Reading passage:
"""

# Cheapest way to 400



## Youngspeed (Jun 25, 2010)

Hey im wondering whats the cheapest way to get a twin turbo 300zx to 400 hp mark best bang for the buck without doing major work include links ideas prices if u can


----------



## schmauster (May 18, 2010)

Big turbo, big fuel injectors, big intercooler, knock light, stronger clutch, 3" exhaust and engine managment

If thats not enough for you, get cams, and build the motor.. then get a much larger turbo and more boost


----------



## Youngspeed (Jun 25, 2010)

im lookin more for bang for the buck dont want to go too crazy the car is an auto exhaust is gonna get done i need to know some cheaper things that could really boost power


----------



## schmauster (May 18, 2010)

Looks like you arent going to be hitting 400hp.. The stock turbo is good for about 300... you will need an intercooler, tuned ecu (or self tuned) and bigger fuel injectors minimum, unless you just turn the boost up a few psi, then youre looking at 20-30hp tops, and risk blowing it up.

You might as well upgrade the turbo if you are installing an intercooler and tuned ecu. You will probably need an external wastegate @ 400hp also.

You cant cheap out too much or it wont be much of an upgrade. Stock turbo runs at 4psi.. with an intercooler you could bring it up to 14, but then you will need bigger fuel injectors and a way to control them. Turning up the boost is the easiest/cheapest way, but you have to add more fuel and have the right tune.

If you do things yourself and find good prices then you can do it no problem

HX35 @junkyard = 100 
Intercooler/piping = 200
Self chipped ecu = 100
550-850 injectors = 250
MBC = 5 
External wastegate = 200

Problem is you'd have to mount your own turbo, wastegate and chip your own ecu.. thats out of the boundaires of comfort for most people


----------



## Youngspeed (Jun 25, 2010)

oh ok thanks for the info how much hp would a intake and exhaust add thanks for the info i ll check round differnt websites see what i can get and everything thanks though


----------



## schmauster (May 18, 2010)

Intake and exhaust.. dependent on how free flowing they are, would probably give you 10-20hp right now.. but they are good upgrades because they will just give you more power to whatever you do in the future, always the best first upgrade.

For now if you wanted to push the stock turbo, you could learn how to burn chips, chip your own ecu and learn to tune a little on your stock setup. You could also probably find a tune for your setup/injectors online and burn that. Then install an intercooler, injectors and enjoy 300hp until you want more.


Also you might need a fuel pump = walbro 100
And a wideband = 200

Great thing about tuning for yourself, you will change your setup in the future.. so why pay for a retune everytime you want to upgrade.


----------



## Youngspeed (Jun 25, 2010)

"""

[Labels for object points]
"""

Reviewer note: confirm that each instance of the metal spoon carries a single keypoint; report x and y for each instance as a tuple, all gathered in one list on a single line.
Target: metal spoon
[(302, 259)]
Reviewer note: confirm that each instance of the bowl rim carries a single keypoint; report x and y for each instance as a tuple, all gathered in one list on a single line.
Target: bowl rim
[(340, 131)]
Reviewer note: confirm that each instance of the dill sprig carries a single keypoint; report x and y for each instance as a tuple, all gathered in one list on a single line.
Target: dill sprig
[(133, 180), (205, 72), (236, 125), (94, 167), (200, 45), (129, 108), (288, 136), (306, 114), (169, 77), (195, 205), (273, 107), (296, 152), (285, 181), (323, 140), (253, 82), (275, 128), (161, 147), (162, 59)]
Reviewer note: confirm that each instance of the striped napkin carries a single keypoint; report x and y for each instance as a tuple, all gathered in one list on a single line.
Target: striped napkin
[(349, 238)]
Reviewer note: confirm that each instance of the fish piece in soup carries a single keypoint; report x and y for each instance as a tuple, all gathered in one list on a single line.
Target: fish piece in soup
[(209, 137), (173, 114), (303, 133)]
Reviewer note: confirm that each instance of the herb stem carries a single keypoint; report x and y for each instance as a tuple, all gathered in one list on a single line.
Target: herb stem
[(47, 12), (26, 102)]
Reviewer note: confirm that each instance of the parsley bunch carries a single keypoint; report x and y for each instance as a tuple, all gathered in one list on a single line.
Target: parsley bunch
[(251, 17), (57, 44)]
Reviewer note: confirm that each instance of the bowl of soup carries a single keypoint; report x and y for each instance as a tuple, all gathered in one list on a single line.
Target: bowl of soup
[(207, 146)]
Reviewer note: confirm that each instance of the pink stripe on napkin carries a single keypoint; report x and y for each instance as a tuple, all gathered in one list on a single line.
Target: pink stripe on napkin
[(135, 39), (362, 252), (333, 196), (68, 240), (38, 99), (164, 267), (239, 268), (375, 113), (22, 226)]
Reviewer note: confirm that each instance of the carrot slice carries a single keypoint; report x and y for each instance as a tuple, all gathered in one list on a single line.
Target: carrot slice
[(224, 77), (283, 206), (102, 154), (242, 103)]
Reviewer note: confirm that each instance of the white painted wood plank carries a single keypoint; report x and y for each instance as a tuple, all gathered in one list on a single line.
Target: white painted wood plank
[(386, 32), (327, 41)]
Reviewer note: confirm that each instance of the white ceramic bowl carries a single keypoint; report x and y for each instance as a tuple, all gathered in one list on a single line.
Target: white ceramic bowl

"""

Short problem: Resume the forum thread on reaching 400 hp from the point where it stops. The rows are separate from the forum thread on reaching 400 hp.

Result of this exercise:
ok so the intake is goin get done whats a good kit? exhaust im getting a good one GReddy what do you suggest for intercooler im looking at Z1 for a ECU and maybe a future bigger turbo kit and NISMO injectors unless you know of better ones should i put these parts on before i put the motor in or after the motor is installed in the car im swapping a Twin turbo into a NA


----------



## Z_Rated (Apr 29, 2006)

Umm, I suggest you both do a bit more research on your facts and pricing. Might as well give Z1 a call and tell them exactly what you have and what you want from the car. Some other places to call ... JWT, Specialty Z & Concept Z Performance. 

Words of wisdom, don't cheap out if you can't wait. Z


----------



## schmauster (May 18, 2010)

I would never run a pre made tune on a high hp car... It may be close.. but close just isnt enough.. and unless you are reading plugs then you have to use a wideband to verify. You can assume your timing is good, since they should know, but fueling is different on every car. I'd rather tune it myself for the cost of the tune, and come out with a wideband and learning how to tune. Tunerpro RT is a good program for modifying xdf and bin files.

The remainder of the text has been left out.